+++ Data to use +++
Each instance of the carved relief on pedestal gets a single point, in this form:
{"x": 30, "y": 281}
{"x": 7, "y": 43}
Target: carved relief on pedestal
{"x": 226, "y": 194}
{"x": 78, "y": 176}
+++
Set task: Reproduce every row above, changing "pedestal" to "plinth" wherever it occurs and leaving everything else as it stands.

Result of the task:
Each instance of the carved relief on plinth gets a single point, in this form:
{"x": 30, "y": 281}
{"x": 7, "y": 43}
Target: carved relief on plinth
{"x": 226, "y": 194}
{"x": 78, "y": 176}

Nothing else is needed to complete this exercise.